Still, the announcement is consistent with my expectation that the US recovery will remain slow and that interest rates are likely to finish the year around where they are now.  By failing to taper, the Fed signalled to the market that there are still lingering questions regarding the strength of the US recovery. Of particular concern is the resilience of the housing recovery in the face of rising interest rates.

What does this mean for investors? As I write in my latest weekly commentary, the Fed’s decision confirms some of my asset allocation views and tempers others. In particular, there are four asset allocation implications of the Fed news:

1.)    Rate-sensitive assets may get a temporary reprieve after the Fed news, but I remain underweight two such asset classes: global utility stocks and gold. While I recognize that softness in these assets may be delayed because real interest rates will not rise as quickly as investors had feared, I still expect real rates to rise over the longer term.

2.)    I remain overweight equities versus bonds. A slower taper suggests easier monetary policy for longer, a development which is consistent with our overweight view of global equities.

3.)    Within equities, more aggressive investors should consider overweighting emerging markets. A more accommodative monetary policy is supportive of emerging markets.

§ **Written exercise 1**
From the listing below, write out every line from the line with "Keep to two rules. Tag each instance of the dense" to the line with "x=197 y=415", both included. Leave the pictures out.

§ **Data for the task**

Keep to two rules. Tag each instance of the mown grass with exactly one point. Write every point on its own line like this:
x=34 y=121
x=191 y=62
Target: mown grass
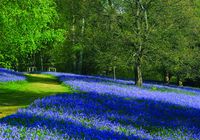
x=15 y=95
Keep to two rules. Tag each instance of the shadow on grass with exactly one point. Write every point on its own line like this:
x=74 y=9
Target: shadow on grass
x=25 y=92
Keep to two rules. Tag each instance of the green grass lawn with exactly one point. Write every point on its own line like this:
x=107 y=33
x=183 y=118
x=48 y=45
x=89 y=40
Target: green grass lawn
x=15 y=95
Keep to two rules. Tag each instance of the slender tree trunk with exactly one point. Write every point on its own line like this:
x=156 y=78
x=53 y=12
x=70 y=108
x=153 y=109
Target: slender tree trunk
x=80 y=63
x=166 y=78
x=114 y=72
x=179 y=81
x=138 y=61
x=42 y=64
x=138 y=74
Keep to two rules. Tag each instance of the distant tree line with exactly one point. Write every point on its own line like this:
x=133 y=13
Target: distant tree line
x=142 y=39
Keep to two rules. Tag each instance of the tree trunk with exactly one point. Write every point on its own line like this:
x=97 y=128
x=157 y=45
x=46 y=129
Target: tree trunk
x=138 y=73
x=179 y=81
x=166 y=78
x=114 y=72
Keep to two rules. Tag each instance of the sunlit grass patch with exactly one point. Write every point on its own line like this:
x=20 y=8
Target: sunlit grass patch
x=14 y=95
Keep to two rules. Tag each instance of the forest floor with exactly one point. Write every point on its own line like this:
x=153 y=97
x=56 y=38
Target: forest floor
x=15 y=95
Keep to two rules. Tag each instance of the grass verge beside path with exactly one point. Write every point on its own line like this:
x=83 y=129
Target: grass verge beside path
x=15 y=95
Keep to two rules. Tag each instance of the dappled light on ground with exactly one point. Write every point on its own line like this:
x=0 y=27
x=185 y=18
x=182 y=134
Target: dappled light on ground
x=14 y=95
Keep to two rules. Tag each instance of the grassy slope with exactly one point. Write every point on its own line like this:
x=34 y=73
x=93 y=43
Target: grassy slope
x=14 y=95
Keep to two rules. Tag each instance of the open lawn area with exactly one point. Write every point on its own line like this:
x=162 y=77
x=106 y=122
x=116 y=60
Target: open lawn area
x=15 y=95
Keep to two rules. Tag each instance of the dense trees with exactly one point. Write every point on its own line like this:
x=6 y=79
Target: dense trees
x=150 y=39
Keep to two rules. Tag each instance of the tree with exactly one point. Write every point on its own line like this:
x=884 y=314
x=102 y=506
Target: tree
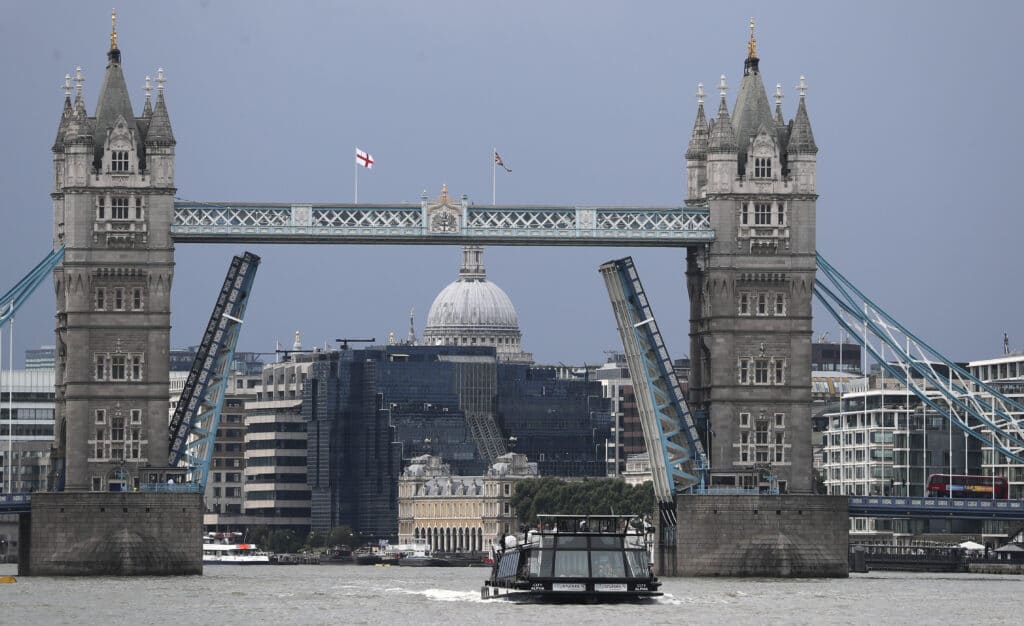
x=344 y=536
x=283 y=541
x=590 y=497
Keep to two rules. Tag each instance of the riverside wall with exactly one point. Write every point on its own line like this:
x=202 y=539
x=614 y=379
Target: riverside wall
x=115 y=534
x=759 y=536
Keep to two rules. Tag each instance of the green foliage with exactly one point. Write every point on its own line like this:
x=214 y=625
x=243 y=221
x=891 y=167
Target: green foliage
x=283 y=541
x=344 y=536
x=315 y=540
x=257 y=535
x=591 y=496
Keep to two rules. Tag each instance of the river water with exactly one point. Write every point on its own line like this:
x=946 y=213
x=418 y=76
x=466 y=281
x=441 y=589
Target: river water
x=357 y=594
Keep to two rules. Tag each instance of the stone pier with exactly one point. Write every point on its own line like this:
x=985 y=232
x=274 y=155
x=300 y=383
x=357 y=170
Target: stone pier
x=114 y=534
x=759 y=536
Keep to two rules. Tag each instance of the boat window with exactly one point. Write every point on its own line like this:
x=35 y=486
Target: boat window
x=578 y=543
x=639 y=564
x=606 y=543
x=508 y=566
x=540 y=562
x=607 y=565
x=571 y=564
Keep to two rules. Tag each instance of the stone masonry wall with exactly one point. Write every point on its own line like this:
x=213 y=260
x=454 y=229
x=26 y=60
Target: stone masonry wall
x=116 y=534
x=762 y=536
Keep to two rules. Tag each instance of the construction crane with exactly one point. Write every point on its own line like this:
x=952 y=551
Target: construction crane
x=677 y=456
x=197 y=415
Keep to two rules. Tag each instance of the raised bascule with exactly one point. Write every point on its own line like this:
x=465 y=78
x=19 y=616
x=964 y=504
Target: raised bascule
x=748 y=225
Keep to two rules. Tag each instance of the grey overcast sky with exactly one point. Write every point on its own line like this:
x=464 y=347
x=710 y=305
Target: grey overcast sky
x=914 y=106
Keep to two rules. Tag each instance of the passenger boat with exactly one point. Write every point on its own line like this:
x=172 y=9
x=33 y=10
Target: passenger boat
x=574 y=558
x=227 y=549
x=416 y=554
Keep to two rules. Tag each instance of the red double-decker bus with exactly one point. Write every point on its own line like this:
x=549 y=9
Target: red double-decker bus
x=966 y=486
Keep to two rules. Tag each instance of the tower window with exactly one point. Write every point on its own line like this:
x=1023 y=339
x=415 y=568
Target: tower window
x=119 y=161
x=762 y=214
x=762 y=167
x=119 y=369
x=119 y=208
x=761 y=371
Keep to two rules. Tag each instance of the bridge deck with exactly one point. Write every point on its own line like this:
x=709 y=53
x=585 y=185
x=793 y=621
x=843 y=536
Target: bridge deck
x=420 y=223
x=863 y=506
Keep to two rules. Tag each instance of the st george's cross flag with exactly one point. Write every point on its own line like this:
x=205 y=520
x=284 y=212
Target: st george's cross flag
x=364 y=159
x=500 y=163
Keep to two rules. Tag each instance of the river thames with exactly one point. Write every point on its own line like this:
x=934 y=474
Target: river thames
x=353 y=594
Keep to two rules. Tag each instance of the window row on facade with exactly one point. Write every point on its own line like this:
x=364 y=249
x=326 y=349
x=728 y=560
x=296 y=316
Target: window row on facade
x=763 y=214
x=119 y=367
x=761 y=303
x=761 y=371
x=119 y=298
x=120 y=208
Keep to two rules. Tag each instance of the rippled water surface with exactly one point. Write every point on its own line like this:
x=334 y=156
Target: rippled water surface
x=354 y=594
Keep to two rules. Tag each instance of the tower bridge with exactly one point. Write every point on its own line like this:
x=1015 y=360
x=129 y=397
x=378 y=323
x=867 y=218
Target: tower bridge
x=748 y=224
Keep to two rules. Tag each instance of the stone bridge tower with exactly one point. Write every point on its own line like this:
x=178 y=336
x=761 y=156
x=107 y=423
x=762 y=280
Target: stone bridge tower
x=113 y=204
x=751 y=290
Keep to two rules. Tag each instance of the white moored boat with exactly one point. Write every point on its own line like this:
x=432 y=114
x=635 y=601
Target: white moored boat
x=225 y=548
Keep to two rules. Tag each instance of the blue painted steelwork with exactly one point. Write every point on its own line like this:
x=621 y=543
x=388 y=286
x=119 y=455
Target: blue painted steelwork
x=17 y=294
x=971 y=405
x=194 y=425
x=415 y=223
x=15 y=503
x=677 y=455
x=932 y=508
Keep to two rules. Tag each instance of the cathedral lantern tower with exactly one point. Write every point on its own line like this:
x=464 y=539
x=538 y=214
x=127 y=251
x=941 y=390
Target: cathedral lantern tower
x=751 y=289
x=113 y=205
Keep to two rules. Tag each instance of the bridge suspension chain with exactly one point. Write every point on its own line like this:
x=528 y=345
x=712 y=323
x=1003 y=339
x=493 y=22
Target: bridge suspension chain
x=972 y=406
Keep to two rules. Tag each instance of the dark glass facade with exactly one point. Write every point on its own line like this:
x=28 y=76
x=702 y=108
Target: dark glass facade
x=561 y=423
x=353 y=461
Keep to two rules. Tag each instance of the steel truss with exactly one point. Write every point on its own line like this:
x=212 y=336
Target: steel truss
x=677 y=455
x=197 y=416
x=410 y=223
x=969 y=404
x=13 y=299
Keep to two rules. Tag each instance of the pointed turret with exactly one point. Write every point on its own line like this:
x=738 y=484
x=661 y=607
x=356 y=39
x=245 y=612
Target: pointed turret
x=752 y=110
x=160 y=123
x=696 y=153
x=722 y=137
x=114 y=101
x=802 y=137
x=698 y=137
x=147 y=107
x=801 y=150
x=65 y=116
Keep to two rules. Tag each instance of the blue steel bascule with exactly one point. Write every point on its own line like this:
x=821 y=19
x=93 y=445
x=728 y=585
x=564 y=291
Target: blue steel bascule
x=197 y=416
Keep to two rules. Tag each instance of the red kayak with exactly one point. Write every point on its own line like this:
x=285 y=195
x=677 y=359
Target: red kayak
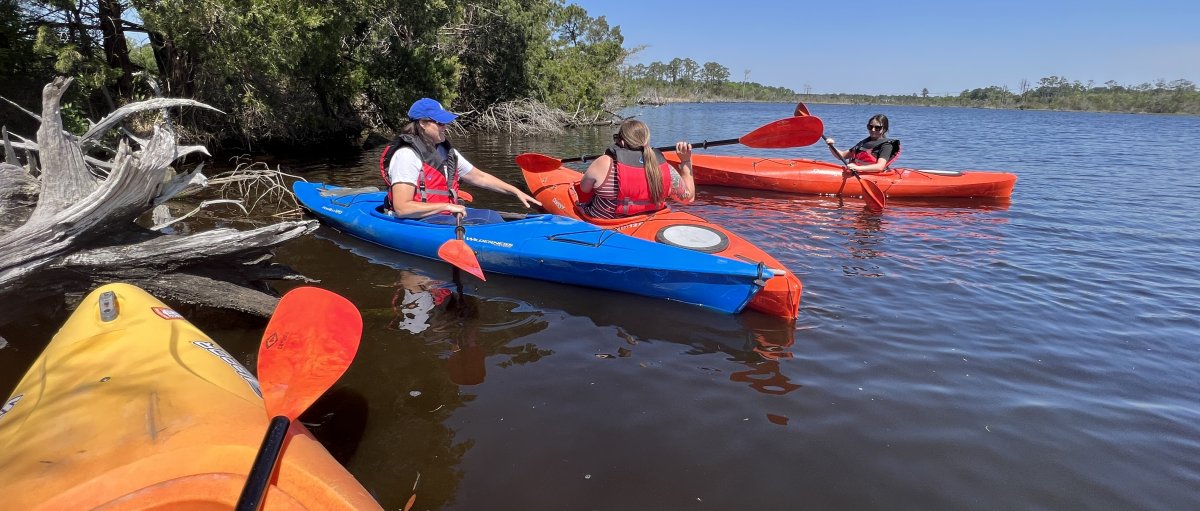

§ **Written exercise 2**
From the numbered points in the Fed commentary, list each asset allocation position and say whether it is overweight or underweight.

§ **Correct answer 1**
Keep to two rules. Tag each instance of the dense trees with exactly one point. Write every point on its own line like this:
x=6 y=79
Target: dense trees
x=150 y=39
Keep to two rules. Tag each instance of the tree with exactly one point. Write every point on its own line like this:
x=884 y=314
x=102 y=506
Target: tree
x=344 y=536
x=283 y=541
x=590 y=497
Keep to two rules. Tag each instance of the riverside wall with exactly one point. Write every point on its own line like this:
x=202 y=539
x=614 y=379
Target: riverside wall
x=115 y=534
x=759 y=536
Keep to two rules. Tag each instance of the green foliage with exactly one point. Write every point on its own line like this:
x=214 y=625
x=243 y=221
x=891 y=167
Target: green foliage
x=283 y=541
x=344 y=536
x=315 y=540
x=257 y=535
x=591 y=496
Keep to two rules. Tag each instance of the river water with exactly one point. Write every point on its own line like this:
x=946 y=213
x=418 y=76
x=466 y=281
x=441 y=589
Target: river water
x=357 y=594
Keep to two rules. Tag each instance of the stone pier with exactly one point. Write every point on its own line like this:
x=985 y=232
x=274 y=155
x=300 y=383
x=357 y=170
Target: stone pier
x=114 y=534
x=759 y=536
Keep to two rules. Tag each instance of the boat window with exactly one point. Write every point on its own line like this:
x=35 y=486
Target: boat window
x=578 y=543
x=639 y=564
x=606 y=543
x=508 y=566
x=540 y=562
x=607 y=565
x=571 y=564
Keep to two rules. Tag each instance of the stone masonry wall with exactly one point. Write every point on its own line like this:
x=213 y=260
x=454 y=229
x=26 y=60
Target: stone masonry wall
x=116 y=534
x=762 y=536
Keep to two rules. Tag each instance of the construction crane with exactly one point. Write every point on its own line like this:
x=952 y=551
Target: construction crane
x=677 y=456
x=197 y=415

§ **Correct answer 2**
- Underweight global utility stocks
- Underweight gold
- Overweight equities versus bonds
- Overweight emerging markets, within equities, for more aggressive investors